Passage fourni ::
--------------------------------

Compte tenu de cette pluralité de solutions et de l’absence d’indication dans les travaux préparatoires de la volonté du législateur sur ce point, le Conseil aurait été bien en peine de choisir. Émettre ici une réserve d’interprétation aurait assurément conduit les auteurs et, plus généralement, les justiciables et hommes politiques à dénoncer un « Gouvernement des juges ». Dès lors, la voie de la réserve d’interprétation était politiquement fermée. Or, faute de pouvoir résoudre lui-même cette difficulté d’interprétation, le Conseil n’aurait pas eu selon nous d’autres possibilités que de constater que le législateur n’a pas épuisé l’exercice de sa compétence sur cette question des effets du changement de sexe et a délégué à d’autres pouvoirs (judiciaire ou exécutif) une compétence qui lui était réservée par l’article 34 de la Constitution. Or, aucune censure partielle n’étant ici possible — car l’on ne peut pas censurer une disposition sur les effets d’un droit nouveau sans empêcher la reconnaissance même de ce droit nouveau — se saisir d’office de cette difficulté d’interprétation aurait impliqué, pour le Conseil, de censurer l’article 56, II, dans son entier, sur le fondement d’un plein exercice par le législateur de sa compétence, qui découle de l’article 34 précité, ainsi que de l’objectif de valeur constitutionnelle d’accessibilité et d’intelligibilité de la loi, qui découle des articles 4, 5, 6 et 16 de la Déclaration de 1789 (rappr. CC, 1er août 2013, n° 2013-674 DC, cons. 8). Mais, là encore une telle décision aurait sans doute exposé le Conseil à d’importantes critiques de non-juristes ne comprenant pas une décision à leurs yeux rétrogrades. En outre, une telle décision aurait placé la France dans une situation délicate vis-à-vis de la Cour européenne des droits de l’homme devant laquelle trois instances sont actuellement pendantes contre la France. Or, le Conseil n’a sans doute pas pu ignorer que la décision qu’il allait rendre serait suivie de près par la Cour européenne — dont les décisions sont d’ailleurs mentionnées dans les travaux préparatoires de la décision commentée — et aurait une influence sur le sens des décisions que celle-ci s’apprête à rendre contre la France (c’est une affaire de semaine). La censure de cet article 56, qui aurait conduit à maintenir l’état du droit actuel, aurait donc été un très mauvais signal envoyé à la Cour européenne des droits de l’homme.
Pour toutes ces raisons, l’on ne peut que comprendre que le Conseil ait finalement ignoré la porte étroite déposée par le GISS et ait laissé à d’autres juges le soin de se prononcer sur cette question fort délicate de l’homme enceint (comp. A. Marais, art. précité, qui soutient que le juge ne serait pas compétent).
Relevons, pour finir, que les juges amenés dans le futur à se prononcer sur cette question ne disposeront nullement d’un blanc seing du Conseil. Même si aucune question prioritaire de constitutionnalité ne peut en l’état être posée sur les dispositions introduites dans le code civil par l’article 56 de la loi de modernisation de la justice — puisque cet article a été validé par le Conseil —, il ne fait aucun doute que les décisions que la Cour de cassation pourra rendre sur ces questions constitueront un changement des circonstances de droit, permettant au Conseil de retrouver le pouvoir de se prononcer sur la constitutionnalité de l’interprétation retenue de l’article 56 précité. Ainsi le Conseil constitutionnel pourra-t-il finalement rencontrer l’homme enceint et rattraper le temps perdu.

--------------------------------

Consigne A ::
Répondez à ces questions à partir du passage fourni :
(i) Combien d'instances contre la France sont pendantes devant la Cour européenne des droits de l'homme ?
(ii) Quel article de la loi de modernisation de la justice a introduit des dispositions dans le code civil ?
(iii) Quelle juridiction pourra rendre des décisions constituant un changement des circonstances de droit ?
Consigne B ::
Relevez tous les articles de la Déclaration de 1789 mentionnés dans le passage fourni.
Les lignes n'ont aucun rapport avec le passage fourni.

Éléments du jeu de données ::
--------------------------------

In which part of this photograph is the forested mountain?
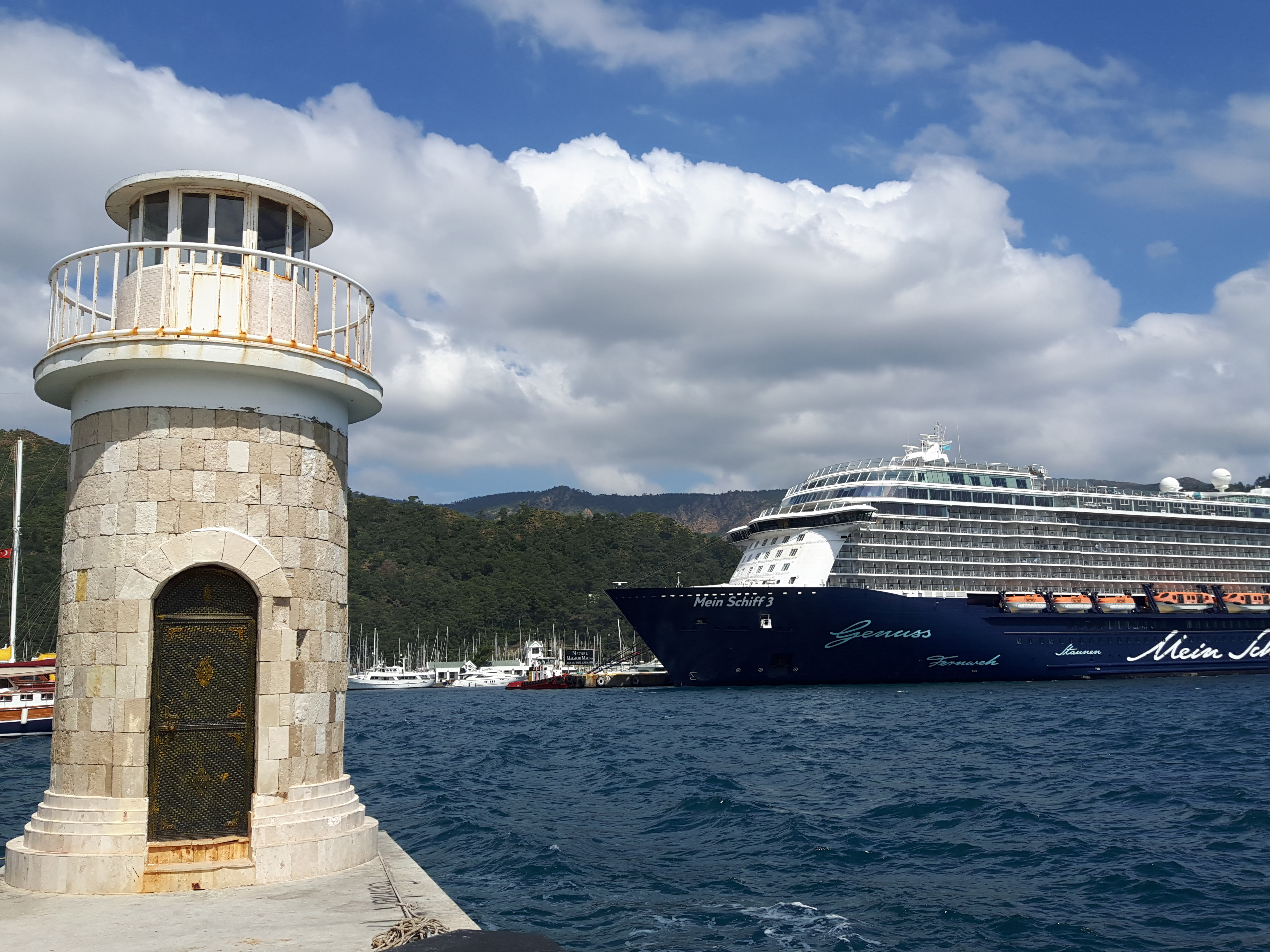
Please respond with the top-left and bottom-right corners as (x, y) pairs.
(446, 486), (785, 534)
(348, 493), (739, 658)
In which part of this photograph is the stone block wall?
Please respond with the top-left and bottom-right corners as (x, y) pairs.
(51, 406), (348, 798)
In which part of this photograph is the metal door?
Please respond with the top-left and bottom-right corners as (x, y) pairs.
(149, 566), (257, 840)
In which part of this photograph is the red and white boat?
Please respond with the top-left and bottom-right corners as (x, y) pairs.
(0, 658), (55, 737)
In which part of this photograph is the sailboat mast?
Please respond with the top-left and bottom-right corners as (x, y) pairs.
(9, 439), (21, 661)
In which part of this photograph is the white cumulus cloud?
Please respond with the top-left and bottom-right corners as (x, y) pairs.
(0, 21), (1270, 495)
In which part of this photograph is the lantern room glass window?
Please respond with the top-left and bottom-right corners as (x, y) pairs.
(212, 196), (246, 268)
(126, 192), (168, 274)
(180, 193), (212, 264)
(255, 197), (287, 274)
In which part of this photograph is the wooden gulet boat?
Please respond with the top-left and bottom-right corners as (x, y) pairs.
(0, 439), (57, 737)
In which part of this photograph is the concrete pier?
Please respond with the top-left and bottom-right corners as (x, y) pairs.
(0, 830), (479, 952)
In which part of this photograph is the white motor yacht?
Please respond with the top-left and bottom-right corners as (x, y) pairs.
(348, 664), (437, 691)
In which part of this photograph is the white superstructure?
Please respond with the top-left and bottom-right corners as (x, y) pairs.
(728, 432), (1270, 595)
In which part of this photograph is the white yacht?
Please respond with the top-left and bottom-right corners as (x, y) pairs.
(451, 641), (560, 688)
(348, 664), (437, 691)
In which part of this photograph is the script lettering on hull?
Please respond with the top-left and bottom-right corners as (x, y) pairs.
(1124, 628), (1270, 661)
(825, 618), (931, 647)
(692, 595), (776, 608)
(926, 655), (1001, 668)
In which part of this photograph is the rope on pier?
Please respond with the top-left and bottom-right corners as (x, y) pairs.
(371, 905), (450, 950)
(371, 853), (450, 951)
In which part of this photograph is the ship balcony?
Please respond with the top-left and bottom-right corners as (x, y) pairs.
(48, 241), (375, 374)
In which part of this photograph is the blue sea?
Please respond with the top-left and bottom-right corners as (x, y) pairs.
(0, 677), (1270, 952)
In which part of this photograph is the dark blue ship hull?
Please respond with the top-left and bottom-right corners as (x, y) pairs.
(608, 586), (1270, 687)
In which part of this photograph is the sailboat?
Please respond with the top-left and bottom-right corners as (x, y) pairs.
(0, 439), (56, 737)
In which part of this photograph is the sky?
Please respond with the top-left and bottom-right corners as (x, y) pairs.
(0, 0), (1270, 503)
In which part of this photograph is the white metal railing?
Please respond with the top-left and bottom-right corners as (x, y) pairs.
(48, 241), (375, 372)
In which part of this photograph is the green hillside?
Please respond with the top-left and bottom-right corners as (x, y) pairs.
(0, 430), (70, 658)
(446, 486), (785, 534)
(348, 493), (739, 659)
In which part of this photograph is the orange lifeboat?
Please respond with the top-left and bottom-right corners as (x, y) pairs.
(1222, 591), (1270, 612)
(1156, 591), (1217, 612)
(1050, 591), (1093, 613)
(1001, 591), (1048, 612)
(1099, 594), (1138, 612)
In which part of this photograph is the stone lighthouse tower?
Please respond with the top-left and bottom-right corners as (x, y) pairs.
(5, 171), (382, 894)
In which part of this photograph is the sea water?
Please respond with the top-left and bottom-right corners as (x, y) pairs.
(0, 677), (1270, 952)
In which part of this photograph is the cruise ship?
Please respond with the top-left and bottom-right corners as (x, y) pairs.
(608, 426), (1270, 685)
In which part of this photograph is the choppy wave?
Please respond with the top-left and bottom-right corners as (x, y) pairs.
(7, 677), (1270, 952)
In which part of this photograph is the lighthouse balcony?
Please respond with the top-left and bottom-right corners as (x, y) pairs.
(48, 241), (375, 373)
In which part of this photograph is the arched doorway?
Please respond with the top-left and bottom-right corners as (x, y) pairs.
(147, 566), (258, 840)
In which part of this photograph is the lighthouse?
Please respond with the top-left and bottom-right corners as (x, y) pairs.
(5, 171), (382, 894)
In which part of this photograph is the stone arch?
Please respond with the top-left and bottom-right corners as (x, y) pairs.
(119, 528), (291, 602)
(146, 564), (260, 849)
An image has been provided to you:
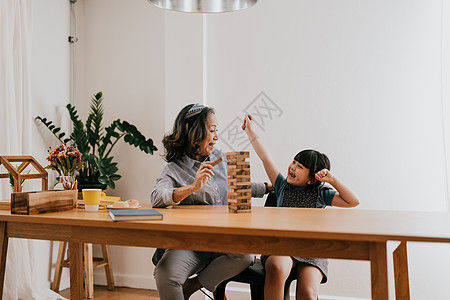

--------------------------------

Réponse A ::
(i) Trois instances.
(ii) L'article 56.
(iii) La Cour de cassation.

Réponse B ::
Articles 4, 5, 6 et 16.